_Problems to solve_.
(a) In the dinghy-towing thread, how much boat speed does eryka report losing when towing the inflatable RIB behind their 33?
(b) List every username that appears in a post header of the dinghy-towing thread.
(c) Continue the dinghy-towing thread by writing the post that follows its final header.

_Passage shown_.
++++++++

# towing a dingy, performance issues...



## Guest (Oct 6, 2009)

any good people like to comment on the effects of towing a dingy


obviously boat & dingy size are relevant
let's say in the 25' - 38' boat range
dingy without outboard

a lead weight on the ankle while running? 
zero effect? 
in between?

do any folks tie it to the deck? sometimes?

cheers

-Jonathan


----------



## eryka (Mar 16, 2006)

Towing our inflatable RIB behind our 33 costs us 3/4-knt to 1 knt boat speed. For going any serious distance we tie it on deck. 

We don't have or want davits: too much weight on the stern, (ugly), and too risky in following seas.


----------



## Faster (Sep 13, 2005)

I'd be hesitant to tow any dinghy with the outboard attached unless you KNOW you're not going to get any major wash or seas. Also with the engine attached you will notice significantly increased drag over the empty dinghy.

There's a definite cost in boat speed, but there's also the convenience of easy deployment and the fact that the dinghy would be instantly available as a liferaft of sorts if the occasion called for it.

If you are going to tow in chop, then a cover or an open transom drain will prevent additional drag and strain from a dinghy filling up with spray during a passage.


----------



## motion300 (Feb 12, 2009)

I lost a new dingy and motor and I am sure you will hear other stories like this


----------



## CaptainForce (Jan 1, 2006)

++++++++

_Raw data_.
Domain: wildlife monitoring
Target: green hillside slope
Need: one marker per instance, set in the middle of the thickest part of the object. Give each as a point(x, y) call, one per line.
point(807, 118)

++++++++

_Final results_.
(a) 3/4 knot to 1 knot.

(b) Guest, eryka, Faster, motion300, CaptainForce

(c)
We've been using davits for many years now, but we used to tow. Our most disappointing times (twice) were to see our dinghy flying & spinning in the wind during a harsh squall line. We can deploy very quickly from a secure mount. 'take care and joy, Aythyan crew


----------



## MJBrown (Apr 1, 2009)

I tow the dinghy with the motor on but locked in the up position. It costs about 1/2 to 3/4 kt in boat speed. I find that adjusting the tow line so it's riding down the face of the stern wake it causes the least amount of drag. BTW I use a double bridle. One bridle from the stern cleats to a tow line that then attaches to a bridle off the bow of the dinghy. I find that even in rough water the setup seems to keep it riding safely. If I think it's going to be too nasty I'll drop the motor which provides a bit of drag and keeps the dinghy more stable. Mind you all of this is on Cheasapeake Bay not the ocean.


----------



## sailingfool (Apr 17, 2000)

I tow my hardbottom in any conditions and never felt the preformance impact mwas material. Due to its weight a RIB is pretty stable even in rought weather, and generally too heavy to put on a small to mid-size cruiser. You should always remove the engine on the whole thing becomes unstable.


----------



## xsboats (Oct 2, 2007)

What about performance loss when things go wrong? I was towing my dyer once in no wind when things started to pick up. I found myself on a run in a following sea. The dinghy broached on a surf and headed towards the bottom like a diving plane attached to my quarter cleat . As it was effectively a sea-anchor at this point, I could not turn up into the wind to releive the strain on the painter. Fortunately, the towing eye failed on the dinghy and it floated freely to the surface. I had to tack back upwind to get to it and wrestle it aboard with no line to retrieve it by.An hour later, it was on deck , where it should have been all along. I was glad no one else was aboard to witness my stupity/lazyness. I was only going from Beaufot to Wrightsville and would just have to put it back in the water again. Now I always load my dinghy on deck ,even on the ditch.


----------



## sailingdog (Mar 19, 2006)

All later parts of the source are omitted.